[TASK TO CARRY OUT] Could you lay out the rows from the line containing "segment the wooden shed door" through the end of the rows as a JSON list of strings, one string per line with blank lines left out?

(Raw records)
## START

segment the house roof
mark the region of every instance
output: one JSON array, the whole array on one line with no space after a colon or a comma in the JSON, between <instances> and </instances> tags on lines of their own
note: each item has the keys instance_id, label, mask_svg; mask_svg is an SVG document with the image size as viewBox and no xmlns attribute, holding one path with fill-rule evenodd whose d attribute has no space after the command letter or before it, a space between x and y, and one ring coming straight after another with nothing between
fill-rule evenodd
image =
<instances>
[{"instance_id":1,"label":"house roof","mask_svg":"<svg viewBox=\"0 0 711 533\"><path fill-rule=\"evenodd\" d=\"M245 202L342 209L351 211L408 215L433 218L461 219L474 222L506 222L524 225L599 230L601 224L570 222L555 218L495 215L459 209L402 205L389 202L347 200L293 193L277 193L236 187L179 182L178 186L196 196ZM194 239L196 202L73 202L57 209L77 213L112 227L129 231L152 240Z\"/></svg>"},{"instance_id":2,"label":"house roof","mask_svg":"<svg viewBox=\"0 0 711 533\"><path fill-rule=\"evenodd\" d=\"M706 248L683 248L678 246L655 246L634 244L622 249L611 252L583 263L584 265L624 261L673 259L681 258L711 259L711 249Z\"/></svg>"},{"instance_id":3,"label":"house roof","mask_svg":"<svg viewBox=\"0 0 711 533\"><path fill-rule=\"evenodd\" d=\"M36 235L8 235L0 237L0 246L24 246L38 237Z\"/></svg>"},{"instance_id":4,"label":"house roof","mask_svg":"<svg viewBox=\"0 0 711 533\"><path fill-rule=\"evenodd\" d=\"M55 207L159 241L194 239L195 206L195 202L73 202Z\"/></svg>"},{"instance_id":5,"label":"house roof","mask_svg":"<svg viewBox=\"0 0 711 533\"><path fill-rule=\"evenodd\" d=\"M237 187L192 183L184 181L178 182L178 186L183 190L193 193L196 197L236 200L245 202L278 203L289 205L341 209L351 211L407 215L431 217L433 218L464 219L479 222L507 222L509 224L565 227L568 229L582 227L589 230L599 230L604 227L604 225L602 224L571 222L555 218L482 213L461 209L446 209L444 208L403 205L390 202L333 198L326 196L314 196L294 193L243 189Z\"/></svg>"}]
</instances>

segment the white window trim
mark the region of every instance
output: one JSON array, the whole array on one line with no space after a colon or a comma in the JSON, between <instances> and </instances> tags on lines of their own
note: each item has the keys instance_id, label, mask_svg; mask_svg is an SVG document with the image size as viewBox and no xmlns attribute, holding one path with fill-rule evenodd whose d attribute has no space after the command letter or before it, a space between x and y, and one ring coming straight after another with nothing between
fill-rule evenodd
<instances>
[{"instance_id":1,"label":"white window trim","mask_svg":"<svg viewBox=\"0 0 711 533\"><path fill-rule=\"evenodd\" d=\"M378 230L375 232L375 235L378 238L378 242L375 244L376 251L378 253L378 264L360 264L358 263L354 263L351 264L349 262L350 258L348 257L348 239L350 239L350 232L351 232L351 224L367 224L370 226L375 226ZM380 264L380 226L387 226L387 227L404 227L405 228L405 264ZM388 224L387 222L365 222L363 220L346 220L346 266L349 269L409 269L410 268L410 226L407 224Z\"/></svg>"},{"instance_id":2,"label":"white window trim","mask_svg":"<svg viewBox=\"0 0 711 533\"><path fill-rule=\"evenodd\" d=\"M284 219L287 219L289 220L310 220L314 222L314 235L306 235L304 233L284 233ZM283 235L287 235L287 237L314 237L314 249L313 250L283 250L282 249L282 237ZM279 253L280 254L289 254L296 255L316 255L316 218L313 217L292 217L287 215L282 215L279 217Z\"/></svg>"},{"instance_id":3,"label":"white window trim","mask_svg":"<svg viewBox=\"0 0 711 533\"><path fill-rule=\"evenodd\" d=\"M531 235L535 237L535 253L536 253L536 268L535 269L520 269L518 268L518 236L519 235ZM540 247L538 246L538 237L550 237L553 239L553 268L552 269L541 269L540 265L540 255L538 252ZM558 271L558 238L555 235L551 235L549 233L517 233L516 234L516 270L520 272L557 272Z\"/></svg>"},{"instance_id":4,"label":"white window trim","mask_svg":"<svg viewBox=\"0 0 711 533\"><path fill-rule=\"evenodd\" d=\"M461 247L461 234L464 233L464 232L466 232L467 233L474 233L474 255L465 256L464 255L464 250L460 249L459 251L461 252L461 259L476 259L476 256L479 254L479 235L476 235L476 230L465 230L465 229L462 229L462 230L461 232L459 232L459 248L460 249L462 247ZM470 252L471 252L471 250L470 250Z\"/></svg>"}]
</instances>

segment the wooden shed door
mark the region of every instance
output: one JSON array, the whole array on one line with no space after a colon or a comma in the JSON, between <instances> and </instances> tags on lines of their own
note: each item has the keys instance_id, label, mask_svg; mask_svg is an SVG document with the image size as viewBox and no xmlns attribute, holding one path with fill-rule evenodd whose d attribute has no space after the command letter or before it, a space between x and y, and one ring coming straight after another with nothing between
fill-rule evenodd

## END

[RESULT OF THE EXERCISE]
[
  "segment the wooden shed door",
  "mark the region of every instance",
  "output: one JSON array, the whole array on one line with no space after a colon or a comma in the JSON, between <instances> and </instances> tags on lines of their own",
  "note: each item has the keys instance_id, label, mask_svg; mask_svg is an SVG document with the image size as viewBox and no xmlns attribute, holding one path with fill-rule evenodd whose d attribute has no space after the command letter or before it, a space between x and y, and one ring coming straight after another with nothing between",
  "fill-rule evenodd"
]